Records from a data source
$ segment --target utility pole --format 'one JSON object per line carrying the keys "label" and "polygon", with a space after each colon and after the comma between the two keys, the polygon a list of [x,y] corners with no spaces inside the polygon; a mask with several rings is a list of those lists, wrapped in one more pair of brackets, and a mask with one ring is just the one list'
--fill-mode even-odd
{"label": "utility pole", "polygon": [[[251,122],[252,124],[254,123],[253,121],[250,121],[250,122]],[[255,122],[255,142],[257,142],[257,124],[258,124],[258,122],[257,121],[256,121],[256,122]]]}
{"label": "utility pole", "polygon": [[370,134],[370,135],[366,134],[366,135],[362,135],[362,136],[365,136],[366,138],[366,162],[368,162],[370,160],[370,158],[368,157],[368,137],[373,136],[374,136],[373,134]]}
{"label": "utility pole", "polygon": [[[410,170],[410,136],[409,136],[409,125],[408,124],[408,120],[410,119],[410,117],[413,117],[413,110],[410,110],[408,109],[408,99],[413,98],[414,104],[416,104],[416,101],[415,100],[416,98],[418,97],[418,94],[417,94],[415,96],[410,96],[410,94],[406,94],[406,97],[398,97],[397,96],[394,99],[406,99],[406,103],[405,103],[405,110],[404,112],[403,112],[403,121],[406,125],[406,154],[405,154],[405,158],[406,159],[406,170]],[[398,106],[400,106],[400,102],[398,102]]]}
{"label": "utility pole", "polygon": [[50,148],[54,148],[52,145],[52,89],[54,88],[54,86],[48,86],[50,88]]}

**Instructions for the task:** Copy every line of the records above, character for character, with nothing changed.

**Task solution:**
$ segment --target utility pole --format 'one JSON object per line carrying the keys "label" and "polygon", with a space after each colon and after the comma between the two keys, the polygon a list of [x,y] corners with no spaces inside the polygon; a mask with several rings is a list of those lists, wrapped in one more pair of brackets, and a mask with one ring is just the one list'
--fill-mode even-odd
{"label": "utility pole", "polygon": [[[251,122],[252,124],[254,123],[253,121],[250,121],[250,122]],[[255,122],[255,142],[257,142],[257,124],[258,124],[258,122],[257,121],[256,121],[256,122]]]}
{"label": "utility pole", "polygon": [[370,134],[370,135],[366,134],[366,135],[362,135],[362,136],[365,136],[366,138],[366,162],[368,162],[370,160],[370,158],[368,157],[368,137],[373,136],[374,136],[373,134]]}
{"label": "utility pole", "polygon": [[[410,170],[410,136],[409,136],[409,125],[408,124],[408,120],[410,119],[410,117],[413,117],[413,110],[410,110],[408,109],[408,99],[413,98],[414,104],[416,104],[416,101],[415,100],[416,98],[418,97],[418,94],[417,94],[415,96],[410,96],[410,94],[406,94],[406,97],[398,97],[397,96],[394,99],[406,99],[406,103],[405,103],[405,110],[404,112],[403,112],[403,121],[406,125],[406,154],[405,154],[405,158],[406,159],[406,170]],[[398,106],[400,106],[400,102],[398,102]]]}
{"label": "utility pole", "polygon": [[50,148],[54,148],[52,145],[52,89],[54,88],[54,86],[48,86],[50,88]]}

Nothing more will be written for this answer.